> [GIVEN REQUEST]: Could you repeat the lines below word for word, keeping every line in its original order?

MATERIAL TO PROCESS start

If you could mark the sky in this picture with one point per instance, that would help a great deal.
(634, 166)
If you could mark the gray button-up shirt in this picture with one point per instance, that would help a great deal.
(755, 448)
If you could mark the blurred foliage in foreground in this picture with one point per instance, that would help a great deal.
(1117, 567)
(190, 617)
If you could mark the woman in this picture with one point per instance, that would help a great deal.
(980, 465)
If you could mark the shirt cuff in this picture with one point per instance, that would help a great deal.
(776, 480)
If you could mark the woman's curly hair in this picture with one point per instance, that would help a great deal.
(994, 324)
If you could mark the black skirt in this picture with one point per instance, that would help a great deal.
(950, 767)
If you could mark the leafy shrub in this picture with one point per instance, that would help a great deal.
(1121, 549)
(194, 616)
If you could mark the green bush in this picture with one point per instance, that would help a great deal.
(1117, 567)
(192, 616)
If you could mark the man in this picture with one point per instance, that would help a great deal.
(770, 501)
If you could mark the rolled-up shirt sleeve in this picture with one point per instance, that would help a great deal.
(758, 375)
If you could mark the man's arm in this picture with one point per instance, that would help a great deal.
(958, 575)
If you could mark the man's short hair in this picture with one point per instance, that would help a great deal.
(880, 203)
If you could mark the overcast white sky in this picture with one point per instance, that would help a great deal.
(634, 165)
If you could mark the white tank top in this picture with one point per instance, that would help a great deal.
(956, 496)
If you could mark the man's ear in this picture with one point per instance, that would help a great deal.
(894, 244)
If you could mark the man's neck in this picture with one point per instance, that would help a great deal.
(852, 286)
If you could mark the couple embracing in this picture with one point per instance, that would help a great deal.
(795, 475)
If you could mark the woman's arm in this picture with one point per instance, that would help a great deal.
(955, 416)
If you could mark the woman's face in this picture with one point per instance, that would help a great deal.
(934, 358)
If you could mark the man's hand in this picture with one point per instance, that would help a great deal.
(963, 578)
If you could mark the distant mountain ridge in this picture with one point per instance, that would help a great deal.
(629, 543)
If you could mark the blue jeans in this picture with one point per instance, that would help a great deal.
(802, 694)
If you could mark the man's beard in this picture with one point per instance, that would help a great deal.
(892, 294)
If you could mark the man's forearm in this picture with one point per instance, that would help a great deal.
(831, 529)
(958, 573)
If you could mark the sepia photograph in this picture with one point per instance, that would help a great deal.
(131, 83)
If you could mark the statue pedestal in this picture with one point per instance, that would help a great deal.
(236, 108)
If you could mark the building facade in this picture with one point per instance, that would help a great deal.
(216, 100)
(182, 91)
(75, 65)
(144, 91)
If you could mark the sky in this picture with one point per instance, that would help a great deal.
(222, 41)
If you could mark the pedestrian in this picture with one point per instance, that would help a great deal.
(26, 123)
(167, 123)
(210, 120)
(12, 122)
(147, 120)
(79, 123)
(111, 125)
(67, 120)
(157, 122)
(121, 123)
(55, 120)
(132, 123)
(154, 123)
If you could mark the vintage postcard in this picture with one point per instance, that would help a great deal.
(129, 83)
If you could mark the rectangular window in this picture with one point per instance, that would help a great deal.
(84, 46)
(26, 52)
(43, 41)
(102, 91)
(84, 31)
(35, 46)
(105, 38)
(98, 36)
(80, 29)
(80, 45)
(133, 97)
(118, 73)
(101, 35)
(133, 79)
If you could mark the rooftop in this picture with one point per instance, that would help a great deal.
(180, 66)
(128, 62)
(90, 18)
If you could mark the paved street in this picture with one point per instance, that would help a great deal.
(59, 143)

MATERIAL TO PROCESS end

> [FULL RESPONSE]:
If you could mark the sky in this picture with one point per instance, that would help a great deal.
(634, 166)
If you could mark the gray button-up shirt in this picture with one point per instance, that would help a great deal.
(755, 448)
If you could mark the blurred foliage in foreground in this picture with one point per instance, that would help a great deal.
(1117, 567)
(190, 617)
If you could mark the woman in this picture with one point per instance, that would help a great deal.
(980, 465)
If you could mark the shirt cuff in this picture with one point per instance, that would help a great deal.
(776, 480)
If you could mark the woman's curly hair in this picture with one point per instance, that would help a great deal.
(994, 324)
If you could mark the black skirt in this picture with one point per instance, that would help a great deal.
(950, 767)
If you could mark the leafy shrub in this picture with one point per instance, that would help a great deal.
(1121, 549)
(194, 616)
If you could mark the green bush in this picture with one point per instance, that would help a great deal.
(1117, 567)
(192, 616)
If you could mark the man in this picture with one point per instance, that would help a great deal.
(770, 501)
If you could mark the rolled-up shirt sleeve in this picture with one point per instance, that would help a great deal.
(758, 375)
If you could mark the man's arm in this picture with one point per instance, that would help a great deal.
(958, 575)
If you could mark the man's short hair in this picture with one point per instance, that would help a great deal.
(880, 203)
If you could mark the overcast white sky in this picture with one point per instance, that would help a great deal.
(634, 165)
If you could mark the white tank top in this picture with one point per instance, that would help a great deal.
(956, 496)
If you could mark the man's ear in this picture with one point per instance, that would help a great deal.
(894, 244)
If you could mark the man's neck in this picture with one point per instance, that would help a great deal.
(852, 286)
If you could mark the couple embracing in this picture with one point per instance, that would help a great deal.
(795, 475)
If you could mark the woman's arm in this picture with one point per instance, that would help a great deal.
(955, 416)
If you could mark the woman's face in this picture with one point per instance, that would help a great deal.
(934, 358)
If you could mark the man's hand in this picture with one point per instance, that would help a great deal.
(963, 578)
If you could mark the distant mountain ridge in this picture with one point per instance, that would help a great deal.
(629, 543)
If you could mark the blue jeans in this picture with one point per instance, that would help a great deal.
(802, 694)
If you could mark the man's beard in this picture with one point per instance, that would help a great deal.
(892, 294)
If you could mark the man's forearm in this picture with one point per instance, that would help a great deal.
(831, 529)
(958, 573)
If you could mark the sepia photograph in this picture with one point per instance, that would help a great deal.
(131, 83)
If you could mark the statue pedestal in this picture with one point per instance, that would help a great deal.
(236, 108)
If you could mark the building facade in this picture with one point per instance, that would help a great deal.
(216, 100)
(182, 91)
(75, 65)
(144, 91)
If you could mark the sky in this picture with one point per instance, that would help a great deal.
(222, 41)
If you could mark the pedestrian in this picture with one point per instance, that would help a great deal.
(26, 123)
(167, 123)
(210, 120)
(12, 122)
(147, 120)
(79, 123)
(111, 125)
(67, 120)
(157, 122)
(121, 123)
(55, 120)
(132, 123)
(154, 123)
If you could mark the vintage postcard in this picture with one point per instance, that would help a great deal.
(129, 83)
If you could mark the rectangular window in this picture with one point per instance, that would help a great deal.
(84, 46)
(26, 52)
(43, 41)
(102, 91)
(84, 31)
(35, 46)
(105, 38)
(98, 36)
(80, 29)
(80, 45)
(133, 97)
(118, 73)
(101, 35)
(133, 79)
If you could mark the rooftop in this picture with one point per instance, that would help a great deal.
(180, 66)
(128, 62)
(90, 18)
If you could mark the paved street in this picture with one point per instance, that would help a great deal.
(59, 143)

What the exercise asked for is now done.